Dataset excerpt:
+--

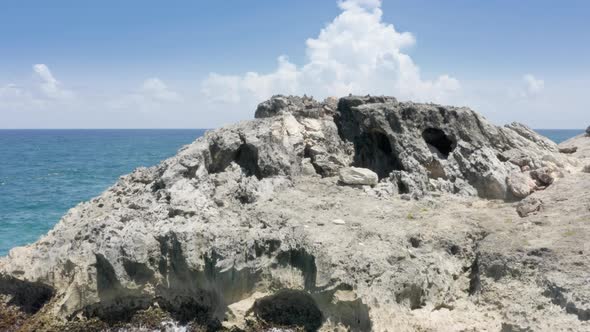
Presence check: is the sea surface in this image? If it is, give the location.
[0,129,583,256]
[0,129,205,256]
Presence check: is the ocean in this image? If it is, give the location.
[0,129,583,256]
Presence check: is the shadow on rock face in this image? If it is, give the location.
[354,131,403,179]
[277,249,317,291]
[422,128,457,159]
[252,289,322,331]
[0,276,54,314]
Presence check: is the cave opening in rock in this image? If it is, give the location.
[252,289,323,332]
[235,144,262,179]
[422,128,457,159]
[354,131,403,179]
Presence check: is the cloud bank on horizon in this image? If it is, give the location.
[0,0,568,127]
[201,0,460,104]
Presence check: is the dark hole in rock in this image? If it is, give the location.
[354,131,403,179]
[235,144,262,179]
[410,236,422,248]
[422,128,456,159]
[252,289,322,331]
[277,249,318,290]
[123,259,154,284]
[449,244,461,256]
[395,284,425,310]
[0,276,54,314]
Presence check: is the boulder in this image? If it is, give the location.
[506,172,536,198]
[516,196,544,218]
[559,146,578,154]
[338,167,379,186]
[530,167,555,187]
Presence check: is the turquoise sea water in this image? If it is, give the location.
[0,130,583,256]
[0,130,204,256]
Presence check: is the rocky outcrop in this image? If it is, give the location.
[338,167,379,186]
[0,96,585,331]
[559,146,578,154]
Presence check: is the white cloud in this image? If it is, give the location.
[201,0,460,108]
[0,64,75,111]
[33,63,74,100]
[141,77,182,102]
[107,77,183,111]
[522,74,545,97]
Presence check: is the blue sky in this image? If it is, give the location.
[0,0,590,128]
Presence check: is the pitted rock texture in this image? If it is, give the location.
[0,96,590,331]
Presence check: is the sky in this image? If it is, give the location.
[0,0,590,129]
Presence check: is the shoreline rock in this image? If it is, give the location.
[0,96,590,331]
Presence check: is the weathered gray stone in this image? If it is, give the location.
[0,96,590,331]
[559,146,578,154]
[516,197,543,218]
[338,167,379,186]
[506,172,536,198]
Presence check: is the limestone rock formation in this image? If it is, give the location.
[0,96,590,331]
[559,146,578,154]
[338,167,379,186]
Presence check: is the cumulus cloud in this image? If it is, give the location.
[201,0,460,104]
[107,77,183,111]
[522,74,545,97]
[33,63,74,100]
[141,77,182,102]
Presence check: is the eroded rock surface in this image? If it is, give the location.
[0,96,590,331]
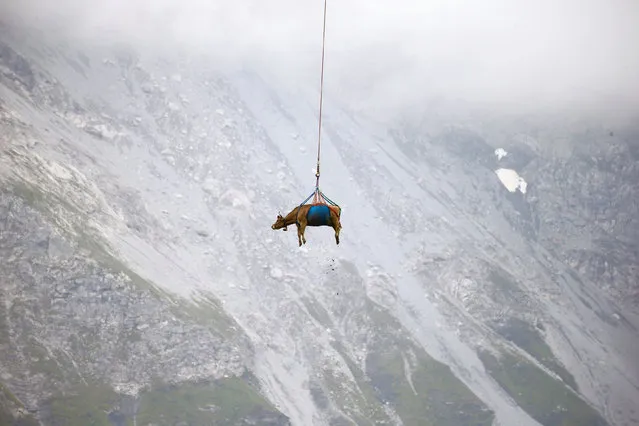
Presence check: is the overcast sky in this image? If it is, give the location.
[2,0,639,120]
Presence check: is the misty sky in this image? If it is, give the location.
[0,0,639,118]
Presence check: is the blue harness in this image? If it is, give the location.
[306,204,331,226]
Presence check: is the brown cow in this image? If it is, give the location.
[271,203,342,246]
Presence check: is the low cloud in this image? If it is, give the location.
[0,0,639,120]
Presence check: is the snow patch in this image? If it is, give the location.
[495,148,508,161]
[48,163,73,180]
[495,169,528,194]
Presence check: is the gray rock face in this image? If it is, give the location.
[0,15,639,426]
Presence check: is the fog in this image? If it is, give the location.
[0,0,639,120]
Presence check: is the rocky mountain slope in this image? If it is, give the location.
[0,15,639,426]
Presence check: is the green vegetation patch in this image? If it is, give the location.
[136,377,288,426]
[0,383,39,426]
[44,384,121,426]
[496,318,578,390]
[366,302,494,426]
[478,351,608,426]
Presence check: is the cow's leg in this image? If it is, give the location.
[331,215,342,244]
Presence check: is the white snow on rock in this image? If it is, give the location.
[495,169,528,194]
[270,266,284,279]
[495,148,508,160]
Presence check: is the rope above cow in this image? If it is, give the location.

+--

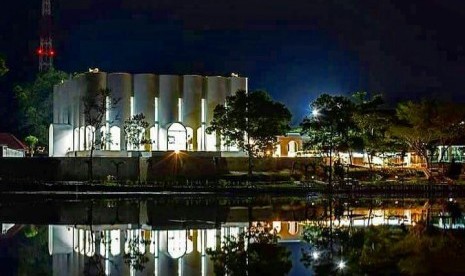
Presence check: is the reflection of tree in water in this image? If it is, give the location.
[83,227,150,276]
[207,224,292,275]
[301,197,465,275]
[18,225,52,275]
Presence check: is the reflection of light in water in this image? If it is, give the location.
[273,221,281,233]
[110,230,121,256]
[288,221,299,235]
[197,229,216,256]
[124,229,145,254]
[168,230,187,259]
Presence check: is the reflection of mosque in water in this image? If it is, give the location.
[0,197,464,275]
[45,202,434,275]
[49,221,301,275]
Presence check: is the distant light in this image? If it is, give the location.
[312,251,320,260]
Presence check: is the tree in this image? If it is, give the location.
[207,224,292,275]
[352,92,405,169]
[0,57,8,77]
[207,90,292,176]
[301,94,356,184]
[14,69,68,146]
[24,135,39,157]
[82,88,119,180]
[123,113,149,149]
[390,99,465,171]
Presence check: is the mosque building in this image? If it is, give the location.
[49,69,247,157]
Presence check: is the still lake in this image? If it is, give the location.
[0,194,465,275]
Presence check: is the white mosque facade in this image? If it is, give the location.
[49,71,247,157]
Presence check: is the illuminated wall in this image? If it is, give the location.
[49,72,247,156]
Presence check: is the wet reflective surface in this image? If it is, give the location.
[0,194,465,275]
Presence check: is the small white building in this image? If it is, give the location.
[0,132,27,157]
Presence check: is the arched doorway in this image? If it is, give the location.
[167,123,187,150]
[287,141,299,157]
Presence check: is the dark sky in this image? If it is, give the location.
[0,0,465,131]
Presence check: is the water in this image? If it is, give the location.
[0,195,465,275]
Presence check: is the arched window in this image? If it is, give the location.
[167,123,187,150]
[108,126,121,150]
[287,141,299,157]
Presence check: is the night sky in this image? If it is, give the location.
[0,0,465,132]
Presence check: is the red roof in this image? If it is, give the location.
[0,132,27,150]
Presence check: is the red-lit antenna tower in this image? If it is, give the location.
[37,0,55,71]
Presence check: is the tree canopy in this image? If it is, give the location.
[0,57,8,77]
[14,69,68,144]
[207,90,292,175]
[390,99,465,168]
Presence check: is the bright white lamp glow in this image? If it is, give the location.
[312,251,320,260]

+--

# [Exercise prompt]
Transcribe the records above without any change, covering everything from the line that contains "Presence check: is the reflection of light" down to the line that contains "[0,195,465,275]", with both of those lines included.

# [Complete output]
Presence check: is the reflection of light in water in this image? If it is, give the location.
[273,221,281,233]
[110,230,121,256]
[288,221,299,235]
[197,229,216,256]
[124,229,145,254]
[168,230,187,259]
Presence check: is the reflection of mosque in water in this image? If it is, give the location.
[0,197,464,275]
[45,202,434,275]
[49,221,301,275]
Presence check: is the distant light in this image? If it is, give the location.
[312,251,320,260]
Presence check: is the tree in this image? If it is, give the location.
[207,224,292,275]
[352,92,405,169]
[0,57,8,77]
[207,90,292,176]
[301,94,356,184]
[14,69,68,146]
[24,135,39,157]
[82,88,119,180]
[123,113,149,149]
[390,99,465,171]
Presence check: is the mosque building in this image? If it is, give the location.
[49,69,247,157]
Presence check: is the still lake in this image? If it is, give the location.
[0,194,465,275]
Presence check: is the white mosque facade in this image? If it is, give the location.
[49,71,247,157]
Presence check: is the illuminated wall in this image? If it is, give the location.
[49,72,247,156]
Presence check: is the wet reflective surface in this image? If it is, give the location.
[0,194,465,275]
Presence check: is the small white building in this image? If it is, give the location.
[0,132,27,157]
Presence check: is the arched doorway in this image? If it is, give the location.
[167,123,187,150]
[287,141,299,157]
Presence check: is the dark sky in this image? If it is, give the location.
[0,0,465,131]
Presence check: is the water in this image? If it is, give the location.
[0,195,465,275]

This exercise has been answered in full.